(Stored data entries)
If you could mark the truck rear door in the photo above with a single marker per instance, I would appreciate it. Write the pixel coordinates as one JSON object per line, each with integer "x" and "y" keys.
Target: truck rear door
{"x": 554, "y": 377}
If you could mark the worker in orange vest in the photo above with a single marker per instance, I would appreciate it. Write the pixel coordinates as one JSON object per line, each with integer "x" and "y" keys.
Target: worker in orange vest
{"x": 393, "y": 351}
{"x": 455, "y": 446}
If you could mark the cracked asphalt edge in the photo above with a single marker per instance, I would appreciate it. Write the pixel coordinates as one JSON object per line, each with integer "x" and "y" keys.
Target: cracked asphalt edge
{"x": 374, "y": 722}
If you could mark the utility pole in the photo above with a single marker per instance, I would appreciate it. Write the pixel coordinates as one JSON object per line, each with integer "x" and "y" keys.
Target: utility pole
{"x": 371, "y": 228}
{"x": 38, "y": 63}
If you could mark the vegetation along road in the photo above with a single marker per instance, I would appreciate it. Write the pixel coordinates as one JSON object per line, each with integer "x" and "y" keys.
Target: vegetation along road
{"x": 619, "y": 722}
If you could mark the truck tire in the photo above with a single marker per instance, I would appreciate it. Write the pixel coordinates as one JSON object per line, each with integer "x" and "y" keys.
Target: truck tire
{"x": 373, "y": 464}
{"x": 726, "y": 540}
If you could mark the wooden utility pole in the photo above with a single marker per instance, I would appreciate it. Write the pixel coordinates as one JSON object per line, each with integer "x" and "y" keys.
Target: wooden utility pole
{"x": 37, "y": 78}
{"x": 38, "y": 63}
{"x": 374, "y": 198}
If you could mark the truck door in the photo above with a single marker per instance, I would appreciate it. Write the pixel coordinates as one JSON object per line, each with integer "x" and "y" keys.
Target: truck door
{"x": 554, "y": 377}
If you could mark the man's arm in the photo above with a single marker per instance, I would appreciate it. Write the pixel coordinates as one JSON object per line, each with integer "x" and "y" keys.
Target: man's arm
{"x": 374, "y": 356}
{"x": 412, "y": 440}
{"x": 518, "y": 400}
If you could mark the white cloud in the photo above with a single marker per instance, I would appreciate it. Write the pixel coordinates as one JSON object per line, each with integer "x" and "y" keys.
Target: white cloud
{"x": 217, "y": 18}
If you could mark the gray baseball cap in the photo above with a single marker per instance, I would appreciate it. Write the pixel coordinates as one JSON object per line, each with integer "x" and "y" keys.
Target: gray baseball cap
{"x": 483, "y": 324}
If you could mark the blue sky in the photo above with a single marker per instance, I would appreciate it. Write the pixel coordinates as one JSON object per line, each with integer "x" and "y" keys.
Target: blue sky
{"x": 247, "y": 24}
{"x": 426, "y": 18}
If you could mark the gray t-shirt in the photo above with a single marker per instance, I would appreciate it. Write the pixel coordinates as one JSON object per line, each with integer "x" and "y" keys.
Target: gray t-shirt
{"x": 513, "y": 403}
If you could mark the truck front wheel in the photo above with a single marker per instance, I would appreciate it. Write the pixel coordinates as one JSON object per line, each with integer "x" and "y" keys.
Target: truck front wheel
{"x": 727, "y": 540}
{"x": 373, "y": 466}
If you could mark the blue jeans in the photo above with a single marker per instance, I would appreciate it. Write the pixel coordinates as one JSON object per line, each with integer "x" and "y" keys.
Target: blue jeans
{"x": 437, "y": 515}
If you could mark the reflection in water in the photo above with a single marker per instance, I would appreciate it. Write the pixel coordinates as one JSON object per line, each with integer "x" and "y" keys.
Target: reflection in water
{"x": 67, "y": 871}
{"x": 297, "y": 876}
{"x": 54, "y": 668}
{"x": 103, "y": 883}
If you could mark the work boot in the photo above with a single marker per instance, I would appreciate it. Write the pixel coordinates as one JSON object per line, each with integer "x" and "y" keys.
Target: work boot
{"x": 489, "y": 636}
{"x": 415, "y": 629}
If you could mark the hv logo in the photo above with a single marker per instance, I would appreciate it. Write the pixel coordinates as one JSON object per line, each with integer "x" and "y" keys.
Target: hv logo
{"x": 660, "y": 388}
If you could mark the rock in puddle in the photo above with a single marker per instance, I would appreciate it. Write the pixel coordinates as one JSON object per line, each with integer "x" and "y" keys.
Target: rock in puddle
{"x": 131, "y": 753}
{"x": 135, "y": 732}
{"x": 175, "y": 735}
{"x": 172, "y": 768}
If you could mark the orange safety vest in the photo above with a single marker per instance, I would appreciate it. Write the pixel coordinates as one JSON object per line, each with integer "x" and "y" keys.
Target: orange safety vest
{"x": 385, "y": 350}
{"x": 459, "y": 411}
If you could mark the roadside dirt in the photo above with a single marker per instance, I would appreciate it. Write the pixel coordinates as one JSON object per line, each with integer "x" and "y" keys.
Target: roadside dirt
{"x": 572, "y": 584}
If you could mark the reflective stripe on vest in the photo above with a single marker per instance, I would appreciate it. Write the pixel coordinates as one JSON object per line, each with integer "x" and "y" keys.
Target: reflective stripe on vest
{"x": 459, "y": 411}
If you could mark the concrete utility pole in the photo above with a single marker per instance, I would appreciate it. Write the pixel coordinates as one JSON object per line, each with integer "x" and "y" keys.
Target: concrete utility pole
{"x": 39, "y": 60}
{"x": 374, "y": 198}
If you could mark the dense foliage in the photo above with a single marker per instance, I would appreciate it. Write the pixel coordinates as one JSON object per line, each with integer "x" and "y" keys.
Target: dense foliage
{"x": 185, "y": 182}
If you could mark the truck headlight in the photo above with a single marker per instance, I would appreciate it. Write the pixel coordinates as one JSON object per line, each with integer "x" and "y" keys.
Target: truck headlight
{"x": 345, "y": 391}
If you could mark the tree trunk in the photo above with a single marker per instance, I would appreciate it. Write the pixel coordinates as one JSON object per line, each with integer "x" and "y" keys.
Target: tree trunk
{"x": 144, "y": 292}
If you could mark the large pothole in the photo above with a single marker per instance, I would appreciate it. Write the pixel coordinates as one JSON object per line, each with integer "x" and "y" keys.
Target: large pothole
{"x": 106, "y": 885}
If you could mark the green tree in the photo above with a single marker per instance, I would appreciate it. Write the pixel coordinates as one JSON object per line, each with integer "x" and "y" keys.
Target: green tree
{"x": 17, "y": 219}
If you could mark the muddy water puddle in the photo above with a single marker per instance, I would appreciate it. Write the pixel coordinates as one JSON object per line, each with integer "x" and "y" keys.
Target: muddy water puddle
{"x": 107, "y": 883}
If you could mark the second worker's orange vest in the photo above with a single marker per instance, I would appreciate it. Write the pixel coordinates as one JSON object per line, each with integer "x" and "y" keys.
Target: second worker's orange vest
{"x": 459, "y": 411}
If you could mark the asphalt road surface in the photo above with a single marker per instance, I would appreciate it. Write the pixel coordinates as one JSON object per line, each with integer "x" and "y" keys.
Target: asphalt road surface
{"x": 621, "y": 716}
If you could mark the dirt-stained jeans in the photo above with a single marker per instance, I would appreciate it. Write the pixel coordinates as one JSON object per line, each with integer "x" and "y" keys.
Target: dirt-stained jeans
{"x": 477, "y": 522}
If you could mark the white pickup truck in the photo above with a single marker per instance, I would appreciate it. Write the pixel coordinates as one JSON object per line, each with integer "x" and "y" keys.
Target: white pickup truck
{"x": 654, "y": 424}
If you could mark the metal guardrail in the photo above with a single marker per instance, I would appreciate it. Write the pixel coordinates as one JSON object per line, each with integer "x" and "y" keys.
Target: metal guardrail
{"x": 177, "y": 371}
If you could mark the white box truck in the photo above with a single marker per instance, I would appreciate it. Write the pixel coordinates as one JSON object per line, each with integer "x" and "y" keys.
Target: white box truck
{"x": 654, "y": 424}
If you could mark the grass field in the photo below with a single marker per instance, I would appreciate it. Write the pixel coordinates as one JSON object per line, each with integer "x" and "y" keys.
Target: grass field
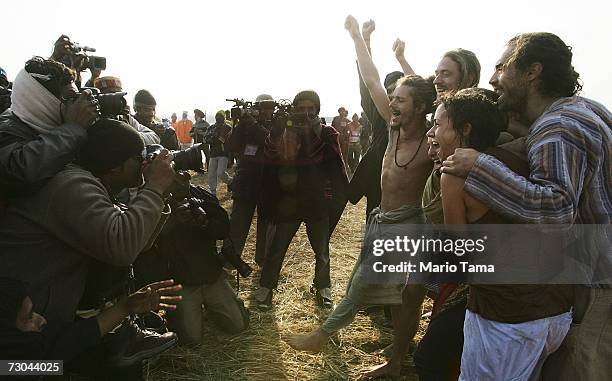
{"x": 260, "y": 353}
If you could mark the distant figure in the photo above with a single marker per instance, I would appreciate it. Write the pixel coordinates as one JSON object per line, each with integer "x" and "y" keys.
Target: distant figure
{"x": 354, "y": 145}
{"x": 199, "y": 130}
{"x": 183, "y": 127}
{"x": 340, "y": 123}
{"x": 366, "y": 132}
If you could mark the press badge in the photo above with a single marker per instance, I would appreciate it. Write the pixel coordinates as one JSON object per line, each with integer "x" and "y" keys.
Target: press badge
{"x": 250, "y": 150}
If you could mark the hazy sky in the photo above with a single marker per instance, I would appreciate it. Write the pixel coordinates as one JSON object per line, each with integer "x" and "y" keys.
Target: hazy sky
{"x": 197, "y": 53}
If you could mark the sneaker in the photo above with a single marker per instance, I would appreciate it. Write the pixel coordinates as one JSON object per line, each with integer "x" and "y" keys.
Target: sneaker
{"x": 129, "y": 345}
{"x": 324, "y": 299}
{"x": 153, "y": 322}
{"x": 263, "y": 298}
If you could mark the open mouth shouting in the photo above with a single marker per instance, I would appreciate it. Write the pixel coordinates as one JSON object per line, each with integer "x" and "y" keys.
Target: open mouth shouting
{"x": 395, "y": 117}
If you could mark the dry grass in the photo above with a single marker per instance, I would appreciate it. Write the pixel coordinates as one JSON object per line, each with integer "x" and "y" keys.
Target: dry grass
{"x": 260, "y": 353}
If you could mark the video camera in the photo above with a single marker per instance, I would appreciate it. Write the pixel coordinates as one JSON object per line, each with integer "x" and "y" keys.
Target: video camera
{"x": 244, "y": 108}
{"x": 282, "y": 110}
{"x": 91, "y": 62}
{"x": 111, "y": 104}
{"x": 75, "y": 52}
{"x": 191, "y": 158}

> WHAT YOU HAVE TO DO: Repeat the lines above, from the one containing "If you could mark the hazy" to the final line, word for word and with nothing else.

> RESULT OF THE TASK:
If you could mark the hazy sky in the photo above with a single marker per instance, I would appreciate it. Write the pixel coordinates as one JSON object per line, each with integer "x" and "y" keys.
Target: hazy sky
{"x": 197, "y": 53}
If you could mark the sneaker in the photo above with a single marker per instance, I would appreciate it. Write the pixel coordinates as one JSON object per line, each with integer "x" and "y" keys.
Target: sneaker
{"x": 129, "y": 345}
{"x": 324, "y": 299}
{"x": 153, "y": 322}
{"x": 263, "y": 298}
If you could mark the open mouth shouting in the photo above with a single marker per instance, I would appreciate it. Write the pixel coordinates as one JSON object per line, each with integer "x" and "y" keys.
Target: open mouth shouting
{"x": 395, "y": 117}
If you could mark the dry grass in the photo above with a single marker per instance, I would appreciate it. Write the pixel coordinates as one JSON object per line, each with integer "x" and "y" keys.
Target: dry grass
{"x": 260, "y": 353}
If you could mark the video camera in the photo above with a single marker per instance, I would appreciate it. Write the pixel coordinates as one JSON object per line, each with integer "x" and "y" keys.
Target: video camera
{"x": 244, "y": 108}
{"x": 282, "y": 110}
{"x": 91, "y": 62}
{"x": 111, "y": 104}
{"x": 75, "y": 52}
{"x": 191, "y": 158}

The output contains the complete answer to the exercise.